--- Given exercise ---
Reproduce the entries exactly.

——

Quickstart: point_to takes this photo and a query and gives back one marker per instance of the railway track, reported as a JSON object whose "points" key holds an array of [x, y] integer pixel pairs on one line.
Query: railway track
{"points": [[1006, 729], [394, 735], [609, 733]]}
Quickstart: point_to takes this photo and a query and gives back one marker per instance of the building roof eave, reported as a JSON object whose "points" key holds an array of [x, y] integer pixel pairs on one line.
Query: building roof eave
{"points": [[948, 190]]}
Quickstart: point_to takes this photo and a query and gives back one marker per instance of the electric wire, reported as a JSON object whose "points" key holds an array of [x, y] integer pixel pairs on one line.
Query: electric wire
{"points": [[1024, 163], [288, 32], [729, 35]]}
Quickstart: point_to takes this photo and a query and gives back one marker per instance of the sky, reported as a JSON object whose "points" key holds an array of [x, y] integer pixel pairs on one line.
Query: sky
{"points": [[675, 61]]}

——

--- In response ---
Quickstart: point_to takes this photo and a query and gives back one marker per instance of the railway track, reported as a JSON object whose "points" key holds an array of [x, y] integer pixel pairs on one line.
Query: railway track
{"points": [[1006, 729], [394, 735], [609, 733]]}
Quickstart: point_to takes this photo and a query and gives back one marker per instance of the building roof eave, reported as a JSON object whose "points" key holds an array of [x, y] integer pixel pairs on one line.
Query: building roof eave
{"points": [[948, 190]]}
Quickstart: point_to takes this photo and a query and gives back one marker per instance of the electric wire, reported as a JSON object whose "points" key holds an array of [x, y] integer pixel pairs on one line.
Query: electric wire
{"points": [[1024, 163], [288, 32], [729, 35]]}
Quickstart: point_to takes this photo and a query and gives back one marker per instance of the sky, reported as a JSON object whose "points" key holds an array of [x, y] integer pixel pairs on one line.
Query: sky
{"points": [[675, 61]]}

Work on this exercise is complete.